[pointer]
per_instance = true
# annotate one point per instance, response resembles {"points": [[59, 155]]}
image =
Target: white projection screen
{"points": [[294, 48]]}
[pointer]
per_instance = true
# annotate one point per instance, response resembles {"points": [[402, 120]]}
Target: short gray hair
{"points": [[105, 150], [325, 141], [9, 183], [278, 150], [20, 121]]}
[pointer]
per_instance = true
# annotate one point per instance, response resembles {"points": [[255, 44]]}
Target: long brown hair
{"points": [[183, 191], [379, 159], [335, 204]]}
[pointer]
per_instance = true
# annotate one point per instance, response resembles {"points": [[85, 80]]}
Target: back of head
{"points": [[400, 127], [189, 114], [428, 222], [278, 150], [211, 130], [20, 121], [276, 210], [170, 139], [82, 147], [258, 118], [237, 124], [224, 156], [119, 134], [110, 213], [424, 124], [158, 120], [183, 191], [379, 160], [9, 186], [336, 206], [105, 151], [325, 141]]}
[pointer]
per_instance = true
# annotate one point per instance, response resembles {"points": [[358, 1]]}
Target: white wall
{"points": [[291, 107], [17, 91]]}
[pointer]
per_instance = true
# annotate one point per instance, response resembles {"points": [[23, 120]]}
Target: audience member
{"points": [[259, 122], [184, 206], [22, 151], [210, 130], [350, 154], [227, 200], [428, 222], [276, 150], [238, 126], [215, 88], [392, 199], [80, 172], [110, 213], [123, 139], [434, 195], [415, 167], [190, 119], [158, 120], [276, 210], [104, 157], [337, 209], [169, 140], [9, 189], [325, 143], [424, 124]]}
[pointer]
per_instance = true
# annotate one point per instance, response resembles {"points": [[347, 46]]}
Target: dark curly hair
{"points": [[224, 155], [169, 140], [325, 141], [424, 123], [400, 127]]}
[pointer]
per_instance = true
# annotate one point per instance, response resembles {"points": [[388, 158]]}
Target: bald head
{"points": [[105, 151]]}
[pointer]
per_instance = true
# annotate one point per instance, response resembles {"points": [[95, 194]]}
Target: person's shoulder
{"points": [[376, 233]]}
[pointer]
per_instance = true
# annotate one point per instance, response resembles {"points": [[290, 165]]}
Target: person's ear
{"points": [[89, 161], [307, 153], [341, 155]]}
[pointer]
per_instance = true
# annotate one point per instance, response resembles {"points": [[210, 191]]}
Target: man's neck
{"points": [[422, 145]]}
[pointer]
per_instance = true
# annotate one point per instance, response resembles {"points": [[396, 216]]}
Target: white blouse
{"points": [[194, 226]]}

---------------

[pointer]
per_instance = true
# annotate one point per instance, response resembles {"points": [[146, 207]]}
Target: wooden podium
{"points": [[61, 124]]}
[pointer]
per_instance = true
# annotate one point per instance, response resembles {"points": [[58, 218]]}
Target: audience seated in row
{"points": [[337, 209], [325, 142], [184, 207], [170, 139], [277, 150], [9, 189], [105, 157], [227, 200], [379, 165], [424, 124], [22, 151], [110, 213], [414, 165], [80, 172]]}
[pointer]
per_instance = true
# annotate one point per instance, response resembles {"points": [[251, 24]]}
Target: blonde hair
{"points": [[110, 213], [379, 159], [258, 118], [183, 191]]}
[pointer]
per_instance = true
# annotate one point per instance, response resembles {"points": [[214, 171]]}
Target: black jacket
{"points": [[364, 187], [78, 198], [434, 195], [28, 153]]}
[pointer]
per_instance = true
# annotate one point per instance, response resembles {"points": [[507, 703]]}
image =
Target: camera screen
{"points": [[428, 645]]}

---------------

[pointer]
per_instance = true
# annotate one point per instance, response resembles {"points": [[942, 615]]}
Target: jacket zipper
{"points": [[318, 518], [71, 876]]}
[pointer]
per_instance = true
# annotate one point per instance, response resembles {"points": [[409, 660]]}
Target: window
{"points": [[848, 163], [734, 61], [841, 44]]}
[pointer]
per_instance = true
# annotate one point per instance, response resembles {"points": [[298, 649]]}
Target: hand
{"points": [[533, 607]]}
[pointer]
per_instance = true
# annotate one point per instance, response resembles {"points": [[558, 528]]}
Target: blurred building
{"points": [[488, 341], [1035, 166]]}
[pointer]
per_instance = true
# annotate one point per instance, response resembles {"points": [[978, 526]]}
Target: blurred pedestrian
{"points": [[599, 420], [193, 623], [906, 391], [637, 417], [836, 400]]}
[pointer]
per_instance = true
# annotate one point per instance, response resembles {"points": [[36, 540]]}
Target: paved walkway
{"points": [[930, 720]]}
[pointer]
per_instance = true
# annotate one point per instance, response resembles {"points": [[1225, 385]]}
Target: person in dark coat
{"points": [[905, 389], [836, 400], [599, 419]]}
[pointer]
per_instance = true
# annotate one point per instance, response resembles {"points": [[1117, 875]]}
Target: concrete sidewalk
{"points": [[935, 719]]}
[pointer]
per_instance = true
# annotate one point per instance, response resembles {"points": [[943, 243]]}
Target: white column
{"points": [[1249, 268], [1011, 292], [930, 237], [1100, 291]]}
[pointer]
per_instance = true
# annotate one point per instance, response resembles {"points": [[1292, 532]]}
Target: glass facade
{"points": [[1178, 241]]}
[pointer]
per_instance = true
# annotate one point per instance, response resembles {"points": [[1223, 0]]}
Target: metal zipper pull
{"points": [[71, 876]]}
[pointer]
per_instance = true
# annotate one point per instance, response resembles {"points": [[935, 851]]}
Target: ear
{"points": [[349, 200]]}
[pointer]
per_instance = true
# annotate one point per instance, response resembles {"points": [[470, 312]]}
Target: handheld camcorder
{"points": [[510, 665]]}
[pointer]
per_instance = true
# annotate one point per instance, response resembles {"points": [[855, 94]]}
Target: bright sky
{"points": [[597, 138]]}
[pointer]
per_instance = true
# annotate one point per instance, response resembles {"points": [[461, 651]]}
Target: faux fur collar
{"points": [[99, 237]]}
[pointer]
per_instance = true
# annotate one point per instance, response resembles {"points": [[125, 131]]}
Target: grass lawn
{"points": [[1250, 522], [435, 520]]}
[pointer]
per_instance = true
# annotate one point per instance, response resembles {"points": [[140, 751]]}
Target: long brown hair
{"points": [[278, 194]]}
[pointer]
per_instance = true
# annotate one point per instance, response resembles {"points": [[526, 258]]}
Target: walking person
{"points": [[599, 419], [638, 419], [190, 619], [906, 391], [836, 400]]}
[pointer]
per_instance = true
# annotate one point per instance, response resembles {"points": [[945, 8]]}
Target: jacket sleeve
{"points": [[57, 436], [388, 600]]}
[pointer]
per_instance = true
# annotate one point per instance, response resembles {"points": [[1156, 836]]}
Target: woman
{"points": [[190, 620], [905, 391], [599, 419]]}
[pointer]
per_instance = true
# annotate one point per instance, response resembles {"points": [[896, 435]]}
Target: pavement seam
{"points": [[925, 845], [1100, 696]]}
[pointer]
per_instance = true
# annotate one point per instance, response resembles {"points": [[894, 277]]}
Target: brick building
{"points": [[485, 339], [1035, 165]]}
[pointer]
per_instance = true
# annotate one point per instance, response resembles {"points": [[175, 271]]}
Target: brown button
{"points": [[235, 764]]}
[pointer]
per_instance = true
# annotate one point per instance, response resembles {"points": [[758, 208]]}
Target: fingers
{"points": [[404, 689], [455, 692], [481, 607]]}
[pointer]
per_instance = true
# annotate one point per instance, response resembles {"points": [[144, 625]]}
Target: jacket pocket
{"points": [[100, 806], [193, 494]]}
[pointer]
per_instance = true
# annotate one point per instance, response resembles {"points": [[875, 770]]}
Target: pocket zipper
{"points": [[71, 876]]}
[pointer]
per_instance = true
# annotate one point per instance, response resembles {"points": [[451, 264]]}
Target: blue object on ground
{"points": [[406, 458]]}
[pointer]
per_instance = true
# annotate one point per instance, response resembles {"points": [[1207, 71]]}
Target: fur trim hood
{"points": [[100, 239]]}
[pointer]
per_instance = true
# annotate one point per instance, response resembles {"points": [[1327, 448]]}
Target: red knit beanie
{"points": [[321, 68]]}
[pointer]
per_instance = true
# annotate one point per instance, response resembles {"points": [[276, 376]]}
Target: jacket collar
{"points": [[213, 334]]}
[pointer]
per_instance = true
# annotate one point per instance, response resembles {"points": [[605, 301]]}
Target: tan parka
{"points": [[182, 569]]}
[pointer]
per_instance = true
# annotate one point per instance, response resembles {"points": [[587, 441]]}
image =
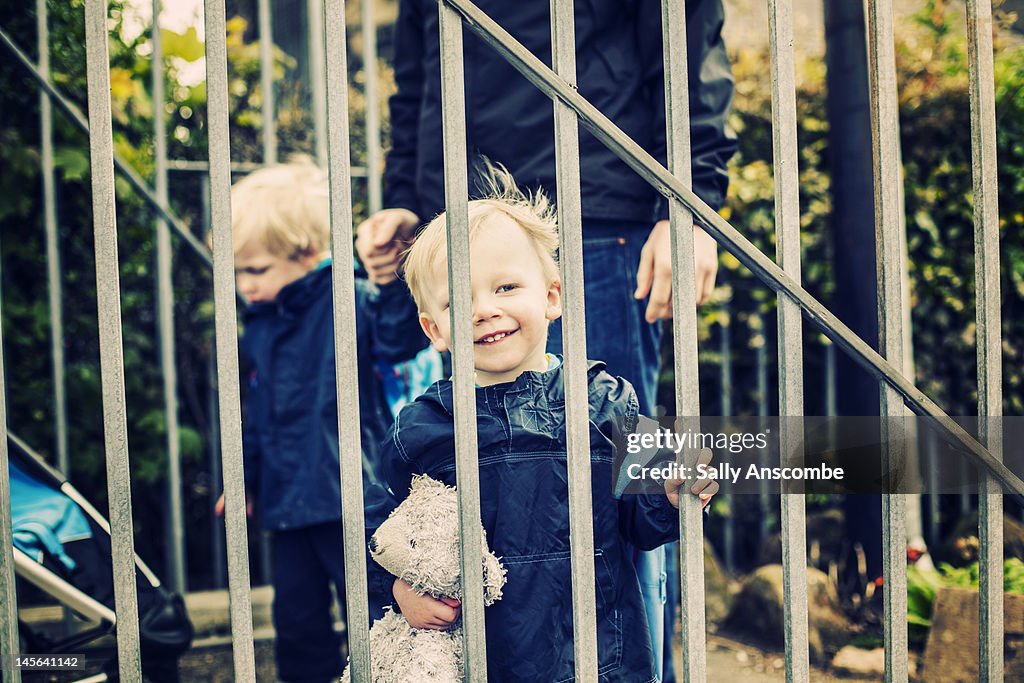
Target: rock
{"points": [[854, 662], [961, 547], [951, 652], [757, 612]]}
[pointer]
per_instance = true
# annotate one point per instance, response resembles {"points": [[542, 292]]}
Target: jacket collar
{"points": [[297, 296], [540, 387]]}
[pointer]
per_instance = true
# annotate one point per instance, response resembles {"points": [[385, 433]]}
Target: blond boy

---------------

> DIRECTIONS:
Repeat exactly the lines above, beginning at the one containing "Target: red knit beanie" and ending at the one containing "Target: blond boy". Do not carry over any pictures.

> ANSWER FOR THIS EXERCISE:
Target: red knit beanie
{"points": [[321, 68]]}
[pointer]
per_instance = true
# annotate one point per instance, response resembles {"points": [[276, 376]]}
Target: jacket collar
{"points": [[213, 334]]}
[pointer]
per_instance = true
# annotate one point per instance, response resembles {"points": [[605, 301]]}
Target: tan parka
{"points": [[182, 569]]}
[pointer]
per_instance = true
# annotate one point per instance, response resembles {"points": [[587, 441]]}
image =
Target: rock
{"points": [[854, 662], [961, 547], [951, 652], [757, 612]]}
[pointer]
per_instance = true
# annotate one point per instance, response resembles {"points": [[542, 292]]}
Target: jacket collar
{"points": [[297, 296], [540, 387]]}
[pointer]
per_instance = true
# annotate one point per instance, response resembles {"points": [[385, 433]]}
Target: blond boy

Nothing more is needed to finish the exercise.